**What the task asks**.
Make an exact copy of the lines below.

(Records of labeled points)
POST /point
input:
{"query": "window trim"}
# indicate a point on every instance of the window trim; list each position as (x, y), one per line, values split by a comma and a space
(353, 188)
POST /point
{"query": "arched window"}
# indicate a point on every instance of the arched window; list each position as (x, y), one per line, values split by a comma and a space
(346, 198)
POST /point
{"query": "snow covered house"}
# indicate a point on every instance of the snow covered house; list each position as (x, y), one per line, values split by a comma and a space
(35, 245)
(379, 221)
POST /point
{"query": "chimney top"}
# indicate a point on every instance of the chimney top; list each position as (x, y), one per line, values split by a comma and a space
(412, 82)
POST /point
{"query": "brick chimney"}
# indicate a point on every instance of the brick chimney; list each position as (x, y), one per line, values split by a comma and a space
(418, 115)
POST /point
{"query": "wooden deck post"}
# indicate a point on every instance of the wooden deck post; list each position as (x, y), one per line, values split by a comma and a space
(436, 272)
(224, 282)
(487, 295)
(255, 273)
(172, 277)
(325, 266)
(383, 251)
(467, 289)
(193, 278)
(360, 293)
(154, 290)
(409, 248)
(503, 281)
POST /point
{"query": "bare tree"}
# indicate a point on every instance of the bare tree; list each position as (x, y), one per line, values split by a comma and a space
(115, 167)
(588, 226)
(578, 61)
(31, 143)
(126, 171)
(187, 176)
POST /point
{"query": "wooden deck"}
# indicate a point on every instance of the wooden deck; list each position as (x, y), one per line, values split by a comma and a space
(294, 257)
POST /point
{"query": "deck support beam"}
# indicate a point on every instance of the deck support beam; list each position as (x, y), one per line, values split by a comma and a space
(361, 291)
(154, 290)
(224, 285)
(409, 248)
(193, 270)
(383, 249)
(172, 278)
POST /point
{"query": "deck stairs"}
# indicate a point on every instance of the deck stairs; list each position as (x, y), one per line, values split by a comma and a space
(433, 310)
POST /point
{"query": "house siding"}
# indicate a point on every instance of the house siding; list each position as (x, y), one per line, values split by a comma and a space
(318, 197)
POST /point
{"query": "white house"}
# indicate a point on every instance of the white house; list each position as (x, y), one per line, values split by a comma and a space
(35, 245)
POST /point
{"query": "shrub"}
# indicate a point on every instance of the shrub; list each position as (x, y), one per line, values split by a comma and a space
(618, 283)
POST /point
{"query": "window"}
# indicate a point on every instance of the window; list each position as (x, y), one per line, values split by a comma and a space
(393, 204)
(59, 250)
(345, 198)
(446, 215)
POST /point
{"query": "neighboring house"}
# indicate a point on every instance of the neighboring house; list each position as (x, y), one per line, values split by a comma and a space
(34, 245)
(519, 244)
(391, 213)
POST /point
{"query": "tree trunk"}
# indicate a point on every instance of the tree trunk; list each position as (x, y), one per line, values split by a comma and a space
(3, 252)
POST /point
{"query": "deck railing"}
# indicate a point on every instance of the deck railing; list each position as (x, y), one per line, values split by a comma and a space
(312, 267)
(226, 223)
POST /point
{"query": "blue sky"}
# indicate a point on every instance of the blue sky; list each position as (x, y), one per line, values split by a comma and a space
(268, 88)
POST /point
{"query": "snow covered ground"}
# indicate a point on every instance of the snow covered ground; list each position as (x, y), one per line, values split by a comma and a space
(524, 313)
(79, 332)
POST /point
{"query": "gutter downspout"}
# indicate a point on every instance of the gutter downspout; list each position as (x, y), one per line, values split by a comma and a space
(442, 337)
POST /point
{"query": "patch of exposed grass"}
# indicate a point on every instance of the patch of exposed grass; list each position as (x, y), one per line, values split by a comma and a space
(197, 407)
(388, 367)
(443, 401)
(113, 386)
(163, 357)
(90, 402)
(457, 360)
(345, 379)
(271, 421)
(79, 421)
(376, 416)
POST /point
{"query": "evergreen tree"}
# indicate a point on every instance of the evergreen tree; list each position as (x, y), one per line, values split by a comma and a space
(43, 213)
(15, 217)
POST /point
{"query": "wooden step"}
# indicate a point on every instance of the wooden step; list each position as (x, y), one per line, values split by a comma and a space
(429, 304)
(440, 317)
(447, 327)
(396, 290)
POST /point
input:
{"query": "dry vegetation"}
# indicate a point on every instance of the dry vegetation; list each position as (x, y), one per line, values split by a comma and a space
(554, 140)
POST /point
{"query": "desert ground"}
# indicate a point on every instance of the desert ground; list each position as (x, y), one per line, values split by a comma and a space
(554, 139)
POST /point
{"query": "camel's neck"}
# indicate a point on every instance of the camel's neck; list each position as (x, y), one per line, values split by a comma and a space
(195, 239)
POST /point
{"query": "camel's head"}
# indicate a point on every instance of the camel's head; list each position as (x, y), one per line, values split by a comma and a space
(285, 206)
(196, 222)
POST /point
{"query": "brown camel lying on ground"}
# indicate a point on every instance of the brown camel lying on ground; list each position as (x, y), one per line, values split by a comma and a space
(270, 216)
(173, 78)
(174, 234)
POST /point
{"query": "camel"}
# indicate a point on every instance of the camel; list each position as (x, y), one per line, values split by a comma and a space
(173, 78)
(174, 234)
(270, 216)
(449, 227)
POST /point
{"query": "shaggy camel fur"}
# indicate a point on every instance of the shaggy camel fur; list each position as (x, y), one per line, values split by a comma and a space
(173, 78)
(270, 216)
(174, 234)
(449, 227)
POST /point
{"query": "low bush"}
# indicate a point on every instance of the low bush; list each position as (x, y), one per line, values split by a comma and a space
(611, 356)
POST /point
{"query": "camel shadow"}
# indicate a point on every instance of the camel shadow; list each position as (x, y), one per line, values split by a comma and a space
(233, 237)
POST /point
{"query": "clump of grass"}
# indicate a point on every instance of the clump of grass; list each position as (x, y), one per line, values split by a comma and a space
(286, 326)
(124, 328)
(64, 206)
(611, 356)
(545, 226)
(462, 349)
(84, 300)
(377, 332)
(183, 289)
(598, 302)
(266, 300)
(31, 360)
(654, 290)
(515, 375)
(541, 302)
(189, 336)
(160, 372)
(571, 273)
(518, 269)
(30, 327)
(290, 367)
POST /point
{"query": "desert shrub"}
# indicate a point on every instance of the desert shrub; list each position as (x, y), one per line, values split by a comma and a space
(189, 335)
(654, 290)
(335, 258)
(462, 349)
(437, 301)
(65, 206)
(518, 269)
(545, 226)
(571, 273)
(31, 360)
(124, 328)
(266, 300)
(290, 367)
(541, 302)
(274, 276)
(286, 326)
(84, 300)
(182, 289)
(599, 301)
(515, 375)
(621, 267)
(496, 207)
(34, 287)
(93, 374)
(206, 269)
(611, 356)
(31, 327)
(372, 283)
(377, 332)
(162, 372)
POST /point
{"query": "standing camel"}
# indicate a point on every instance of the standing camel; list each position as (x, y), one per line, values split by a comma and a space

**Result for this exercise**.
POST /point
input:
{"query": "window trim"}
# indicate a point on every instance of the window trim; list each position as (x, y), one per line, values split by a comma and a space
(353, 188)
POST /point
{"query": "arched window"}
# indicate a point on every instance of the arched window; list each position as (x, y), one per line, values split by a comma and a space
(346, 198)
POST /point
{"query": "snow covered house"}
# indicate a point on every instance of the snow covered house; list each position as (x, y), one per line, values split by a comma and a space
(35, 245)
(379, 221)
POST /point
{"query": "chimney top"}
# indicate a point on every instance of the chimney top; list each position as (x, y), one per line, values split by a comma and a space
(412, 82)
POST /point
{"query": "brick chimney"}
# indicate a point on every instance of the brick chimney; list each position as (x, y), one per line, values split by a comma and a space
(418, 115)
POST /point
{"query": "wooden deck post"}
# indicate a point on every instance of the wooden deck post; list each position as (x, y), one per line, values split by a comma and a space
(436, 272)
(224, 282)
(487, 295)
(255, 273)
(172, 277)
(325, 266)
(383, 251)
(467, 289)
(193, 278)
(360, 293)
(154, 290)
(409, 248)
(503, 281)
POST /point
{"query": "bare tree"}
# indicate a point on every instance of the bare tree; list each position as (x, y), one per line, values split by a comma and a space
(115, 167)
(588, 226)
(578, 61)
(31, 143)
(126, 171)
(187, 176)
POST /point
{"query": "wooden deck"}
# indicate a point on every instance of the wooden deck; list each position as (x, y), one per line, values split by a comma and a space
(294, 257)
POST /point
{"query": "deck support beam"}
# indicate a point on every instance of the deck support beam; list each position as (x, y), one per line, values split by a comma and a space
(361, 291)
(154, 290)
(224, 285)
(409, 248)
(193, 270)
(383, 249)
(172, 278)
POST /point
{"query": "deck stairs"}
# indicate a point on every instance of the deck stairs; list each position as (x, y), one per line, values split by a comma and a space
(433, 310)
POST /point
{"query": "house siding"}
# indicate a point on every instance of the house siding; list each position as (x, y), one per line, values split by a comma and a space
(318, 197)
POST /point
{"query": "white house"}
# indicate a point on every instance of the white house; list each position as (x, y), one per line, values split by a comma and a space
(35, 245)
POST /point
{"query": "shrub"}
# indicate a point on every instance of the shrub; list each position as (x, y), one per line, values split by a comma and a space
(618, 283)
POST /point
{"query": "window"}
# indicate a point on every instance of the window; list each position as (x, y), one per line, values split by a comma and a space
(393, 204)
(59, 250)
(345, 198)
(446, 215)
POST /point
{"query": "neighboring house"}
# indicate a point on every instance of the neighboring house; list each position as (x, y), one per line, values split by a comma and a space
(34, 245)
(519, 244)
(391, 213)
POST /point
{"query": "tree trunk"}
# indicate a point on every instance of the tree trunk; list each position as (x, y), one per line, values split by a comma and a space
(3, 252)
POST /point
{"query": "deck railing"}
# indicate a point on every instance of the deck railing; list each position as (x, y), one per line, values split by a comma and a space
(312, 267)
(226, 223)
POST /point
{"query": "blue sky"}
# indicate a point on every instance of the blue sky; list each position as (x, y), one per line, values split by a comma and a space
(268, 88)
POST /point
{"query": "snow covered ground"}
# indicate a point on every instance of the snow covered ground; list each position as (x, y), one per line, values split by a comma and a space
(524, 313)
(79, 332)
POST /point
{"query": "gutter downspout"}
# indicate a point on every instance of the gutter downspout; list each position as (x, y), one per line, values split by a comma and a space
(442, 337)
POST /point
{"query": "patch of exposed grass"}
# indicate a point on every instance of the patch of exposed grass; list each position as (x, y), one per line, values split by a comma and a space
(197, 407)
(388, 367)
(443, 401)
(113, 386)
(163, 357)
(90, 402)
(457, 360)
(345, 379)
(271, 421)
(79, 421)
(376, 416)
POST /point
{"query": "evergreen tree"}
# indicate a point on every instance of the evergreen tree; list each position as (x, y), one per line, values split by a comma and a space
(43, 213)
(15, 217)
POST /point
{"query": "wooden step"}
# indicate a point on every instance of the wooden step; list each position as (x, y), one per line, values split by a comma and a space
(429, 304)
(440, 317)
(447, 327)
(396, 290)
POST /point
input:
{"query": "dry vegetation"}
# indicate a point on every instance of the dry vegetation; list each position as (x, y), one per line, values split by a comma and a space
(554, 140)
POST /point
{"query": "desert ground"}
# indicate a point on every instance of the desert ground; list each position as (x, y), one per line, values split by a comma and a space
(554, 139)
POST /point
{"query": "camel's neck"}
# indicate a point on every instance of the camel's neck; list each position as (x, y), one per line, values split by a comma and a space
(195, 239)
POST /point
{"query": "camel's head"}
# indicate a point on every instance of the camel's head; list each position as (x, y), one per line, values split by a comma and a space
(285, 206)
(196, 222)
POST /point
{"query": "brown camel lying on ground"}
# indicate a point on every instance of the brown camel lying on ground; list each position as (x, y), one per line, values split by a comma and a space
(270, 216)
(173, 78)
(174, 234)
POST /point
{"query": "camel"}
# indicate a point on every instance of the camel; list each position as (x, y), one per line, values split by a comma and a space
(173, 78)
(174, 234)
(270, 216)
(449, 227)
POST /point
{"query": "shaggy camel fur"}
# indicate a point on every instance of the shaggy camel fur; list each position as (x, y), one per line, values split by a comma and a space
(173, 78)
(270, 216)
(174, 234)
(449, 227)
POST /point
{"query": "low bush"}
# indicate a point on every instance of the low bush; list each position as (x, y), one per line, values split by a comma and a space
(611, 356)
POST /point
{"query": "camel shadow"}
# indicate a point on every instance of the camel shadow; list each position as (x, y), one per line, values split by a comma and a space
(233, 237)
POST /point
{"query": "clump of grass"}
# indicate a point on every instance of the clump of grass; list each position as (x, y), one per line, values split by a comma and a space
(286, 326)
(124, 328)
(64, 206)
(611, 356)
(545, 226)
(462, 349)
(84, 300)
(377, 332)
(183, 289)
(598, 302)
(266, 300)
(31, 360)
(654, 290)
(515, 375)
(541, 302)
(189, 336)
(160, 372)
(571, 273)
(518, 269)
(30, 327)
(290, 367)
POST /point
{"query": "desert shrub"}
# indicate a point on every instance of the desert shrub; list each position as (x, y), one per line, values split by a comma and a space
(189, 335)
(654, 290)
(335, 258)
(462, 349)
(437, 301)
(65, 206)
(518, 269)
(545, 226)
(571, 273)
(31, 360)
(124, 328)
(266, 300)
(290, 367)
(541, 302)
(274, 276)
(286, 326)
(84, 300)
(182, 289)
(599, 301)
(515, 375)
(621, 267)
(496, 207)
(34, 287)
(93, 374)
(206, 269)
(611, 356)
(31, 327)
(372, 283)
(377, 332)
(162, 372)
POST /point
{"query": "standing camel"}
# indicate a point on every instance of the standing camel; list each position as (x, y), one per line, values split by a comma and a space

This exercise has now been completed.